## WORK TO COMPLETE
Substitute "formatted like this example" for "shaped like this sample" everywhere it appears in the records below, and give the records again with nothing else changed. Leave the pictures out of your answer.

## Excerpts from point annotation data
start
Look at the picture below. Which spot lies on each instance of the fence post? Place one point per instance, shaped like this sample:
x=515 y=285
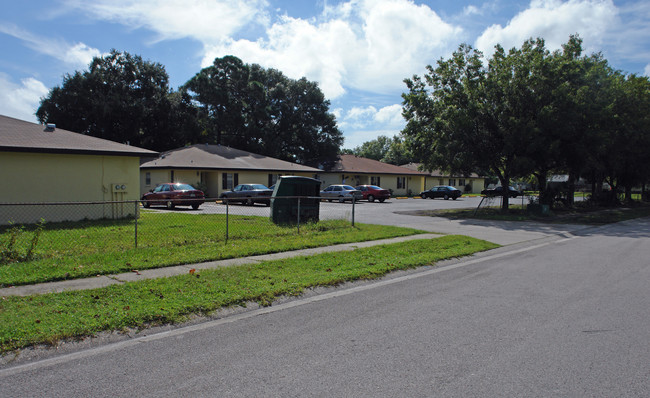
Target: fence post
x=226 y=219
x=298 y=214
x=135 y=214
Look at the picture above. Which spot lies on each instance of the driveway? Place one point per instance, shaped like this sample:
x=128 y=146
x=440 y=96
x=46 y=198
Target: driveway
x=396 y=212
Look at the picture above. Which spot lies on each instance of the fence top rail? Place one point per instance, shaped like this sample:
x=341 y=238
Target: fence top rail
x=133 y=201
x=69 y=203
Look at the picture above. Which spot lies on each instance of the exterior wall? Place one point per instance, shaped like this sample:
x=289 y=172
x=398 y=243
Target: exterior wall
x=40 y=178
x=211 y=180
x=413 y=183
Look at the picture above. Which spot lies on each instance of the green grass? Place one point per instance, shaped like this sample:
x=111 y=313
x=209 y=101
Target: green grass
x=46 y=319
x=85 y=249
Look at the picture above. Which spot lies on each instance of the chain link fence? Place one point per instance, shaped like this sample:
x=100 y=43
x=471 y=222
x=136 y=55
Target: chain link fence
x=129 y=225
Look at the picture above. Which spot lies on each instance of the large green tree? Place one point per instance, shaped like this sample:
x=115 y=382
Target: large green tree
x=121 y=98
x=261 y=110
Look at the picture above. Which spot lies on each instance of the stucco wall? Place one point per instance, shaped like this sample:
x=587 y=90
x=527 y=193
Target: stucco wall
x=386 y=181
x=476 y=183
x=212 y=179
x=40 y=178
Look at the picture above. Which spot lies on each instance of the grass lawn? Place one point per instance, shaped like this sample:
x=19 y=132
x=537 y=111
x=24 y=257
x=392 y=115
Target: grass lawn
x=85 y=249
x=46 y=319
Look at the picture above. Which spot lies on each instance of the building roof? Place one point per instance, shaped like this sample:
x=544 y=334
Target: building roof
x=21 y=136
x=204 y=156
x=358 y=165
x=435 y=173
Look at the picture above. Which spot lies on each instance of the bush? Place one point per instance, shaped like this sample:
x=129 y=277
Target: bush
x=10 y=253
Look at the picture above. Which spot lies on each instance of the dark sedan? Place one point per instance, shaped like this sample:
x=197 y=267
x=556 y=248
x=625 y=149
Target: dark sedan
x=174 y=194
x=249 y=194
x=372 y=192
x=442 y=191
x=498 y=191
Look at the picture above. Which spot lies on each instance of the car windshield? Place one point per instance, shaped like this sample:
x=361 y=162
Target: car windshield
x=183 y=187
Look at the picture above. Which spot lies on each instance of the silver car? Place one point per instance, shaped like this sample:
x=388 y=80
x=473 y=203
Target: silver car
x=341 y=193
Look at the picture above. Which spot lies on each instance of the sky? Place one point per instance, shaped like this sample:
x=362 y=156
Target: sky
x=359 y=51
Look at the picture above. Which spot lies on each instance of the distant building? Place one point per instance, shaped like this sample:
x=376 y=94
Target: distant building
x=354 y=170
x=437 y=177
x=216 y=168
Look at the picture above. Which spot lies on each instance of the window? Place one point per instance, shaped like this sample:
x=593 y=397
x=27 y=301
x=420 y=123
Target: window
x=401 y=182
x=229 y=180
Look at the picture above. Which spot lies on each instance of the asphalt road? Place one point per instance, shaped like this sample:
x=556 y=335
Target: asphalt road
x=557 y=316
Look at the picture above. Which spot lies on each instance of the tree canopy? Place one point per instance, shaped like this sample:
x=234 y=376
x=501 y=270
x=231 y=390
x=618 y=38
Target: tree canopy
x=263 y=111
x=121 y=98
x=529 y=111
x=126 y=99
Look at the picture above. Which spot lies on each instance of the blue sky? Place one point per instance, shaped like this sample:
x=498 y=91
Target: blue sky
x=359 y=51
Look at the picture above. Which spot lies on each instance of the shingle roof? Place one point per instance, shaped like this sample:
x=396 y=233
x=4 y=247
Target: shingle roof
x=434 y=173
x=21 y=136
x=359 y=165
x=204 y=156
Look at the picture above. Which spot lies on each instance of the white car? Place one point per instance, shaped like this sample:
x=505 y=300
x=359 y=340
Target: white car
x=341 y=193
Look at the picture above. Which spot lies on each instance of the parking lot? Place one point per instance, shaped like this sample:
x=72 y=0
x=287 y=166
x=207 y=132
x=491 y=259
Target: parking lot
x=387 y=213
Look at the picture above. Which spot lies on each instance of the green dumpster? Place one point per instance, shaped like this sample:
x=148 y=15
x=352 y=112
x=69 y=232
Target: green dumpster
x=292 y=193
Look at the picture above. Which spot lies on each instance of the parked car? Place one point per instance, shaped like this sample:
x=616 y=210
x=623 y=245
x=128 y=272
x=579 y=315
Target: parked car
x=442 y=191
x=498 y=191
x=249 y=194
x=341 y=193
x=372 y=192
x=174 y=194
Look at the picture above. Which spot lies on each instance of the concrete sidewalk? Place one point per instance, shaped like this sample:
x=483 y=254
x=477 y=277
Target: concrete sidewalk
x=134 y=276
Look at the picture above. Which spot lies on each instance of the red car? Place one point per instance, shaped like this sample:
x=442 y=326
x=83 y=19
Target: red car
x=372 y=192
x=174 y=194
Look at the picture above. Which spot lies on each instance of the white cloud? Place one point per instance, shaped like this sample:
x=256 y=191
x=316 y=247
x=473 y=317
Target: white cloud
x=367 y=123
x=204 y=20
x=20 y=100
x=370 y=45
x=77 y=55
x=553 y=20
end
## WRITTEN ANSWER
Look at the picture below. Which spot lies on each instance of the fence post? Place one point per instance, formatted like this example:
x=515 y=285
Target: fence post
x=226 y=219
x=298 y=214
x=135 y=214
Look at the picture above. Which spot lies on each instance of the driveway? Place one point per instance, formatted like this example:
x=128 y=146
x=440 y=96
x=46 y=198
Target: driveway
x=396 y=212
Look at the picture above. Which spot lies on each instance of the fence top rail? Place one point per instance, formatted like this example:
x=341 y=238
Target: fence top rail
x=133 y=201
x=69 y=203
Look at the picture above. Which spot lies on each instance of the exterior wall? Place one point per instance, formatted like this example:
x=289 y=172
x=398 y=243
Target: exterior wall
x=40 y=178
x=211 y=180
x=413 y=183
Look at the picture above. Which spot lies on each instance of the green grass? Place one point per instance, formatted like this example:
x=111 y=313
x=209 y=101
Target: green grass
x=46 y=319
x=85 y=249
Look at the picture above. Which spot lies on each instance of the chain link fence? Place one point per instance, formatted like this example:
x=100 y=43
x=471 y=222
x=136 y=55
Target: chain link fence
x=129 y=225
Look at the picture above. Which spot lies on each instance of the large green tree? Place one point per instance, formatted like this example:
x=115 y=382
Target: large green tree
x=121 y=98
x=261 y=110
Look at the picture above. Which spot lies on each instance of the stucco wall? Place one point per instance, formatted like this example:
x=587 y=90
x=527 y=193
Target: stucco wall
x=386 y=181
x=476 y=183
x=212 y=179
x=40 y=178
Look at the picture above. Which spot lies on each instance of the grass lawn? Place one point per instance, formatted like this example:
x=19 y=132
x=537 y=111
x=24 y=257
x=392 y=115
Target: grass lawn
x=85 y=249
x=46 y=319
Look at the picture above. Which spot lies on each instance of the building roof? Place one point per instance, formatted like this example:
x=544 y=334
Target: building roof
x=21 y=136
x=204 y=156
x=358 y=165
x=435 y=173
Look at the picture above. Which spot lies on each instance of the bush? Place one point per instance, formatted like this example:
x=129 y=277
Target: bush
x=10 y=253
Look at the picture above. Which spot lies on each instance of the dark sedan? Place one point per instance, formatted like this example:
x=197 y=267
x=556 y=248
x=625 y=149
Target: dark sedan
x=174 y=194
x=249 y=194
x=372 y=192
x=442 y=191
x=498 y=191
Look at the picture above. Which spot lies on each instance of the car windshield? Place one point per instance, formatted like this example:
x=361 y=162
Target: car windshield
x=183 y=187
Look at the picture above. Which spot lies on each instance of the silver car? Place one point per instance, formatted like this example:
x=388 y=80
x=473 y=203
Target: silver car
x=341 y=193
Look at the picture above. Which spot lies on each instance of the sky? Place one point per instance, formatted like this example:
x=362 y=156
Target: sky
x=359 y=51
Look at the picture above. Which spot lies on each instance of the distant building? Place one point per instance, formatted like this example:
x=376 y=94
Target: distant building
x=354 y=170
x=437 y=177
x=216 y=168
Look at the picture above. Which spot lies on each instance of the window? Place one point per instance, formatted like this example:
x=593 y=397
x=27 y=301
x=420 y=123
Target: window
x=401 y=182
x=229 y=180
Look at the picture above. Which spot lies on each instance of the asphalt road? Place one point per instance, formatted like this example:
x=556 y=335
Target: asphalt road
x=557 y=316
Look at the picture above. Which spot lies on each instance of the tree canopy? Place one point per instance, formatted like this example:
x=234 y=376
x=501 y=270
x=231 y=390
x=618 y=38
Target: tree canopy
x=263 y=111
x=121 y=98
x=529 y=111
x=126 y=99
Look at the picture above. Which spot lies on each instance of the blue sky? Place one point per instance, formatted like this example:
x=498 y=91
Target: blue sky
x=359 y=51
Look at the picture above. Which spot lies on each instance of the shingle roof? Place one point per instance, formatted like this example:
x=396 y=233
x=4 y=247
Target: shingle roof
x=434 y=173
x=21 y=136
x=359 y=165
x=204 y=156
Look at the picture above. Which spot lies on each instance of the white car? Place one point per instance, formatted like this example:
x=505 y=300
x=359 y=340
Target: white car
x=341 y=193
Look at the picture above. Which spot lies on each instance of the parking lot? Place one point per instance, formatted like this example:
x=72 y=0
x=287 y=166
x=207 y=132
x=491 y=259
Target: parking lot
x=387 y=213
Look at the picture above. Which spot lies on each instance of the green dumpster? Place one point per instance, formatted like this example:
x=148 y=15
x=352 y=112
x=69 y=232
Target: green dumpster
x=292 y=193
Look at the picture above. Which spot lies on each instance of the parked car? Place one point per instance, formatted like this example:
x=616 y=210
x=623 y=245
x=128 y=272
x=579 y=315
Target: parked car
x=442 y=191
x=498 y=191
x=249 y=194
x=341 y=193
x=372 y=192
x=174 y=194
Look at the picture above. Which spot lies on each instance of the concrete sidewalk? Place one point per instance, formatted like this example:
x=483 y=254
x=477 y=277
Target: concrete sidewalk
x=134 y=276
Look at the picture above. Which spot lies on each instance of the red car? Place one point per instance, formatted like this example:
x=442 y=326
x=83 y=19
Target: red car
x=372 y=192
x=174 y=194
Look at the picture above. Which spot lies on each instance of the white cloud? Place one point per instance, formatted like this example:
x=256 y=191
x=316 y=247
x=473 y=317
Target: white cloud
x=367 y=123
x=204 y=20
x=20 y=100
x=370 y=45
x=77 y=55
x=553 y=20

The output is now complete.